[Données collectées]

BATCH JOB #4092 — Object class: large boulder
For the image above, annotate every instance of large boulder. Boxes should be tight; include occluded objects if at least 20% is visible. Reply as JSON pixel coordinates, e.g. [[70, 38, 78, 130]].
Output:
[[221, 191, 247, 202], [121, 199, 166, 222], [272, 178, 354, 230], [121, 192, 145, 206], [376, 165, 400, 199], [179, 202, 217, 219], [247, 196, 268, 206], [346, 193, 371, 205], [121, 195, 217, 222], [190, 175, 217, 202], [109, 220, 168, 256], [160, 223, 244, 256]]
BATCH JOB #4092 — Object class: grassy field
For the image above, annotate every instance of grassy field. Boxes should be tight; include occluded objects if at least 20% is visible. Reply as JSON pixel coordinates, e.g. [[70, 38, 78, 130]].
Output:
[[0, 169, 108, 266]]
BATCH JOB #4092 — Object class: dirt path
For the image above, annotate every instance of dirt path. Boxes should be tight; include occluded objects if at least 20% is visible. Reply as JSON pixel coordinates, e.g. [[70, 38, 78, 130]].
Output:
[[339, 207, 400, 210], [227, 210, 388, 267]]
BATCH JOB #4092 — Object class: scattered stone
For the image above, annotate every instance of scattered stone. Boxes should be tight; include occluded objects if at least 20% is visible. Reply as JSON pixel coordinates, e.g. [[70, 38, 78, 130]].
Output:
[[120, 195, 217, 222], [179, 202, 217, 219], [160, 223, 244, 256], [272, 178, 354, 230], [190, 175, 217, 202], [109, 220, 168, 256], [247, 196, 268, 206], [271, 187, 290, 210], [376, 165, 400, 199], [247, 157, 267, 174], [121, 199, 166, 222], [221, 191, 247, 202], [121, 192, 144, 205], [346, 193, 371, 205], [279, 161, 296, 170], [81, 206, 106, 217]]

- _ÉNONCÉ_
Recopiez à l'identique les lignes des données depuis celle qui contient « BATCH JOB #4092 — Object class: dirt path » jusqu'à la fin des données, ces deux bornes comprises.

- _RÉSULTAT ATTENDU_
BATCH JOB #4092 — Object class: dirt path
For the image above, annotate every instance of dirt path. Boxes should be tight; include occluded objects if at least 20% is visible. Reply as JSON pixel coordinates, e.g. [[70, 38, 78, 130]].
Output:
[[339, 207, 400, 210], [227, 210, 388, 267]]
BATCH JOB #4092 — Object class: scattered stone
For the image above, annotate every instance of scattered stone. Boxes should be tight; include occluded objects if at least 20% is visible. Reply as JSON pixel coordinates, e.g. [[70, 38, 78, 130]].
Output:
[[120, 195, 217, 222], [179, 202, 217, 219], [160, 223, 244, 256], [272, 178, 354, 230], [190, 175, 217, 202], [109, 220, 168, 256], [247, 196, 268, 206], [271, 187, 290, 210], [376, 165, 400, 199], [247, 157, 267, 174], [121, 199, 166, 222], [221, 191, 247, 202], [121, 192, 144, 205], [346, 193, 371, 205], [279, 161, 296, 170], [81, 206, 106, 217]]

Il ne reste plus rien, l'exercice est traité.